>> start Quoted text

What has happened? Not having direct experience myself, I lean on 2 Corinthians 5:1-4 for insight:

For we know that if the tent that is our earthly home is destroyed, we have a building from God, a house not made with hands, eternal in the heavens.  For in this tent we groan, longing to put on our heavenly dwelling, if indeed by putting it on we may not be found naked.  For while we are in this tent, we groan and are burdened–not that we would be unclothed, but that we would be further clothed, so that what is mortal may be swallowed up by life.

This passage is a little confusing in that it weaves two metaphors for our bodies–a dwelling and clothing.  When we are “alive” here on Earth our bodies are referred to as a tent because they are temporary and fragile.  We groan while in them, because we are aging, experience pain, and want, and Monday mornings.  That being true, we still have the will to live.  We do not want to be “unclothed”, meaning that our spiritual self would have no connection to our physical self.

>> end Quoted text

Written task A:
In the reflection on 2 Corinthians 5:1-4, what reasons does it list for why we groan while in our earthly bodies?
Written task B:
Resume the reflection on 2 Corinthians 5:1-4, starting after its final sentence.
The accompanying data is not required.

>> start Dataset content

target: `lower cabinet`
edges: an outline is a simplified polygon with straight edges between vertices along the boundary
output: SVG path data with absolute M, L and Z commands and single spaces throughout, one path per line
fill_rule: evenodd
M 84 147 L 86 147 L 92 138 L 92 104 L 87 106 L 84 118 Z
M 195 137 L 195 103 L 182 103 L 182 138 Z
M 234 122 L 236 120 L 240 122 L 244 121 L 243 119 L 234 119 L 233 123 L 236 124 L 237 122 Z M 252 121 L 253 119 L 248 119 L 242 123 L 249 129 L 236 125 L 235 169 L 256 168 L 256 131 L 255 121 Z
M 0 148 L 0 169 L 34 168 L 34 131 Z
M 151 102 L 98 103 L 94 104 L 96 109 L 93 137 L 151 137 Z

>> end Dataset content

Exercise response A:
Aging, pain, want, and Monday mornings.

Exercise response B:
Death “unclothes” us for a moment.  Our earthly body is too damaged to go on, and we drift free of it.  It is the nature of our “soul/conscious” to reconnect, but not on Earth.  We don’t reincarnate.  We are drawn away instead and reconnect to a body either in Heaven or Sheol.  This is what the Bible refers to as the “first” death.  Could this process be sloppy, allowing some to reincarnate and others to drift free like ghosts?  I don’t know, but the Bible would suggest not.

For those who have a Heavenly dwelling because of Jesus, death has a two-edged significance.  To be separated from our bodies is part of the punishment for sin.  Our bodies are sin damaged and we must leave them.  So death is bad.  But on the other side, death allows us to connect with our Heavenly dwelling (further clothed), or as 2 Corinthians says, “be swallowed up by life”.  So death is good.

For those who do not have a place in Heaven, they emerge in Sheol (please see the other articles on Sheol in this blog).  This is not good.  You are aware of the judgment that has befallen you and you have a physicality that can experience the harshness of your new environment.  It is not the final judgment, but it much like it.  Those who have experienced this through a near death experience have reported about it with terror and shame.  They did not want to return.

Death can be as scary as Halloween presents it, or it can be the greatest moment of your existence to date.  Jesus is the difference maker.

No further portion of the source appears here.